Problem to solve: The whole listing is to be set down again without alteration.

Input records:

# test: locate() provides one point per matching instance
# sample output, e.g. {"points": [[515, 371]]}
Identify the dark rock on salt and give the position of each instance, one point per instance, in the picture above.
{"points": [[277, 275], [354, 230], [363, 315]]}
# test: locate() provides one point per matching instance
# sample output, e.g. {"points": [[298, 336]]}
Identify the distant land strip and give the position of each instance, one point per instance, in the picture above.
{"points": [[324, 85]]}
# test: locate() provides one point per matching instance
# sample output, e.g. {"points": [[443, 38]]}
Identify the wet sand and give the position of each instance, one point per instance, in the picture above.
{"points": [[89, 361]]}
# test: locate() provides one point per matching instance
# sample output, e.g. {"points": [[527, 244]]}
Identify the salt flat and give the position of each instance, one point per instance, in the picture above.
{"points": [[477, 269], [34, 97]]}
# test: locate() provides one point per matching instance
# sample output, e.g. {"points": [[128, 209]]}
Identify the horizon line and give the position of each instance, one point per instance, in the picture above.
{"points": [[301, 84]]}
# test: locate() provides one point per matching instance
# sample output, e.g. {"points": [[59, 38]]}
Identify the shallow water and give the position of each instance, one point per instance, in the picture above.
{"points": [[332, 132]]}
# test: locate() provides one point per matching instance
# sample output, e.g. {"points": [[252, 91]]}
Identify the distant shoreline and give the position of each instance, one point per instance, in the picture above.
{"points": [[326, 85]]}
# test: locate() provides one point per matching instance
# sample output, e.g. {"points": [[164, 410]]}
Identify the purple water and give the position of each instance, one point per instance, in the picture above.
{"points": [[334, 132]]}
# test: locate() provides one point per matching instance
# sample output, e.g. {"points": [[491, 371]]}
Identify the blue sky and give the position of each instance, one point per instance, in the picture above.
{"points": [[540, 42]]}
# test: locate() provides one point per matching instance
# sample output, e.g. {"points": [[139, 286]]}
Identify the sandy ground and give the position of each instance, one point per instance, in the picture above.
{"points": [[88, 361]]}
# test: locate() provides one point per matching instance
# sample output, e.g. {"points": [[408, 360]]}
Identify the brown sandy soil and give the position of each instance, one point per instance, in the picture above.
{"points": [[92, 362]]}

Response area:
# test: locate() provides one point per matching instance
# sample output, e.g. {"points": [[515, 371]]}
Identify the dark rock on salt and give the position of each instance, one point per instance, in the picture above.
{"points": [[277, 275], [354, 230], [363, 315]]}
# test: locate() provides one point per matching instance
# sample output, e.g. {"points": [[298, 336]]}
Identify the distant land strip and give the position of each instance, one point per instance, in the picture above.
{"points": [[324, 85]]}
# test: locate() provides one point per matching instance
# sample output, e.g. {"points": [[443, 38]]}
Identify the wet sand and give the position of each instance, one point per instance, in the picture above.
{"points": [[89, 361]]}
# test: locate() provides one point per matching instance
# sample output, e.g. {"points": [[527, 244]]}
Identify the salt flat and give the position of each instance, one point per instance, in the picture above.
{"points": [[477, 269], [34, 97]]}
# test: locate() provides one point per matching instance
# sample output, e.g. {"points": [[128, 209]]}
Identify the horizon line and give the position of each instance, one point per instance, in the picture above.
{"points": [[301, 84]]}
# test: locate() provides one point per matching instance
# sample output, e.g. {"points": [[59, 38]]}
Identify the shallow water and give the position of each instance, one point per instance, in the picture above.
{"points": [[332, 132]]}
# test: locate() provides one point per matching instance
# sample output, e.g. {"points": [[252, 91]]}
Identify the distant shoreline and give the position of each instance, one point per instance, in the picture above.
{"points": [[326, 85]]}
# test: locate() provides one point per matching instance
# sample output, e.g. {"points": [[164, 410]]}
Identify the purple water and give the position of each instance, one point per instance, in the picture above.
{"points": [[334, 132]]}
# test: locate() provides one point per matching instance
# sample output, e.g. {"points": [[491, 371]]}
Identify the blue sky and give the position of each instance, one point per instance, in the picture above.
{"points": [[540, 42]]}
# test: locate() provides one point per matching instance
# sample output, e.g. {"points": [[139, 286]]}
Identify the sandy ground and give the position of each instance, one point per instance, in the picture above.
{"points": [[88, 361]]}
# test: locate() provides one point per matching instance
# sample output, e.g. {"points": [[408, 360]]}
Identify the brown sandy soil and give the position of each instance, one point per instance, in the picture above.
{"points": [[92, 362]]}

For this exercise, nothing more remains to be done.